About this task: Transcribe exactly the line that contains "Target: roadside post" and every line after it through the end of the records, with nothing else.

Dataset:
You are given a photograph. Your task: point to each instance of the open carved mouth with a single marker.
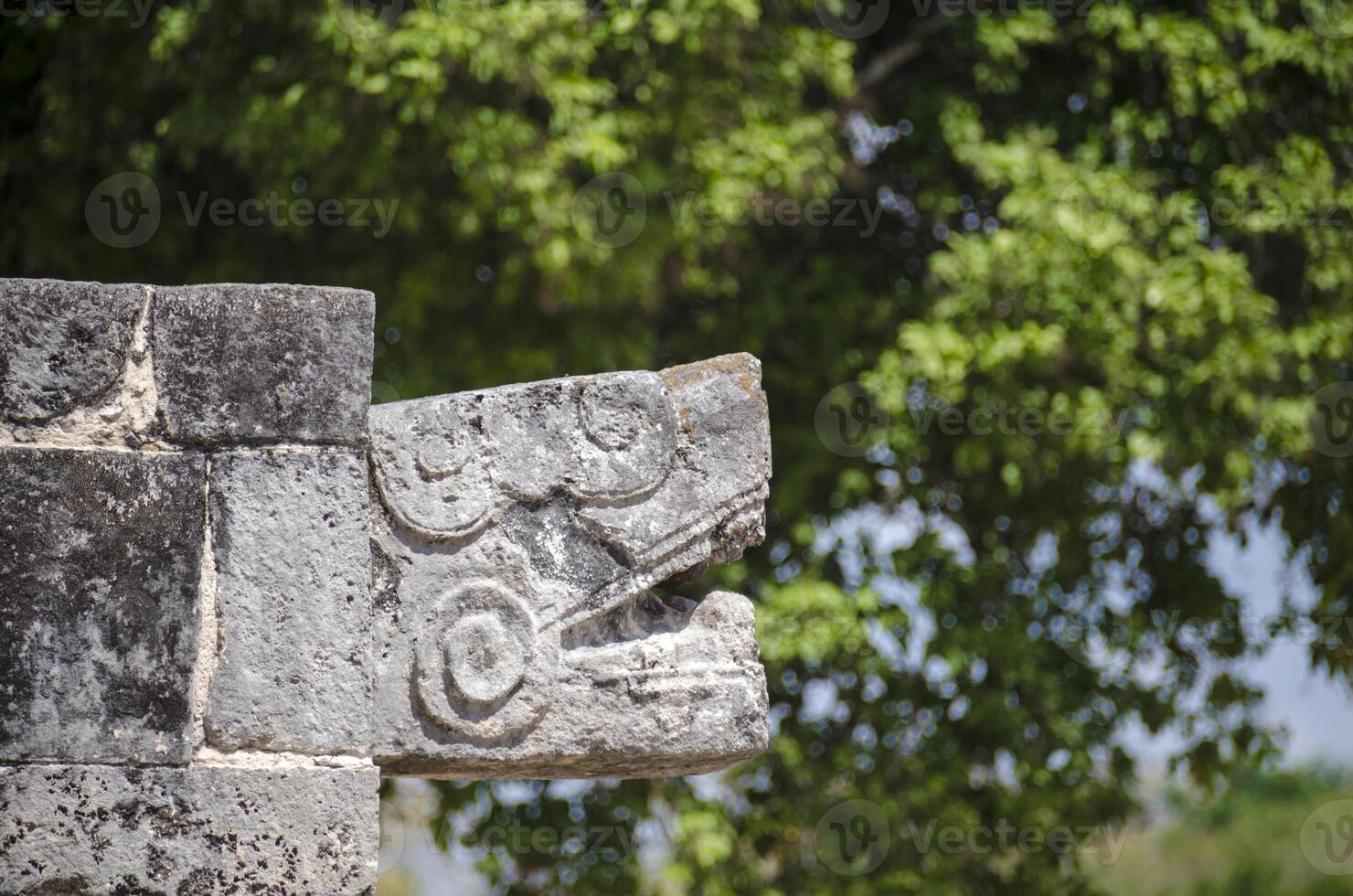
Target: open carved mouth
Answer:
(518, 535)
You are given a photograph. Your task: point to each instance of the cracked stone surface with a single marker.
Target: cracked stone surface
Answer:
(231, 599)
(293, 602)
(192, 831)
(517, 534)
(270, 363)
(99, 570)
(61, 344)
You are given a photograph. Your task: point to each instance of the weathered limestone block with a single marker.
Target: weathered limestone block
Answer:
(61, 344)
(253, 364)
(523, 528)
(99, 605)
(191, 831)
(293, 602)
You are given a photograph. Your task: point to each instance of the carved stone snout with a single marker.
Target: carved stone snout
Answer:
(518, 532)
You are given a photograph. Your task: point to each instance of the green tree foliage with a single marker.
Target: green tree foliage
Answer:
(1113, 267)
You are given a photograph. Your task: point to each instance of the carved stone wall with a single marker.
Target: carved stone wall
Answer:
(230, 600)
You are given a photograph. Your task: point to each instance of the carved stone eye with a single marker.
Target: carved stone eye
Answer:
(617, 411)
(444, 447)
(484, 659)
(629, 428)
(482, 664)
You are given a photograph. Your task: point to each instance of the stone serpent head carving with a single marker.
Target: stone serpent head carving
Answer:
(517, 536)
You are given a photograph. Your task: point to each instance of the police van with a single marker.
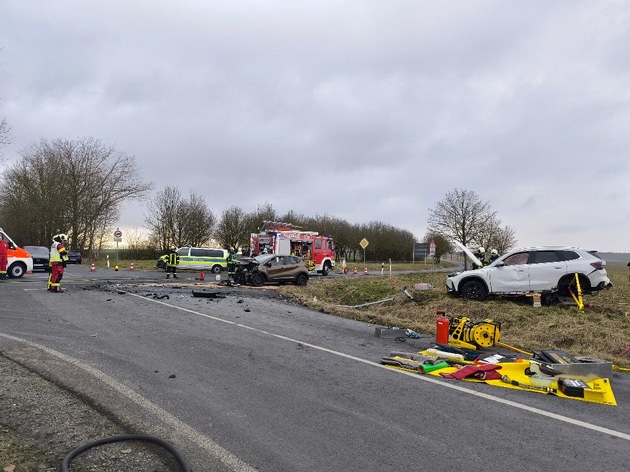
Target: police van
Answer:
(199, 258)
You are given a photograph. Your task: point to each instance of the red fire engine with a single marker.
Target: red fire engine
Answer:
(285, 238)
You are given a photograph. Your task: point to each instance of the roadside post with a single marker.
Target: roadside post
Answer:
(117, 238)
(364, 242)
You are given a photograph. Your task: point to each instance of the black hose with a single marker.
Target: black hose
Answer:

Final answer:
Target: roadside post
Answer:
(117, 238)
(364, 242)
You are given a photograph. Your task: point to each instance of the black hose with a single marker.
Target: black hose
Answer:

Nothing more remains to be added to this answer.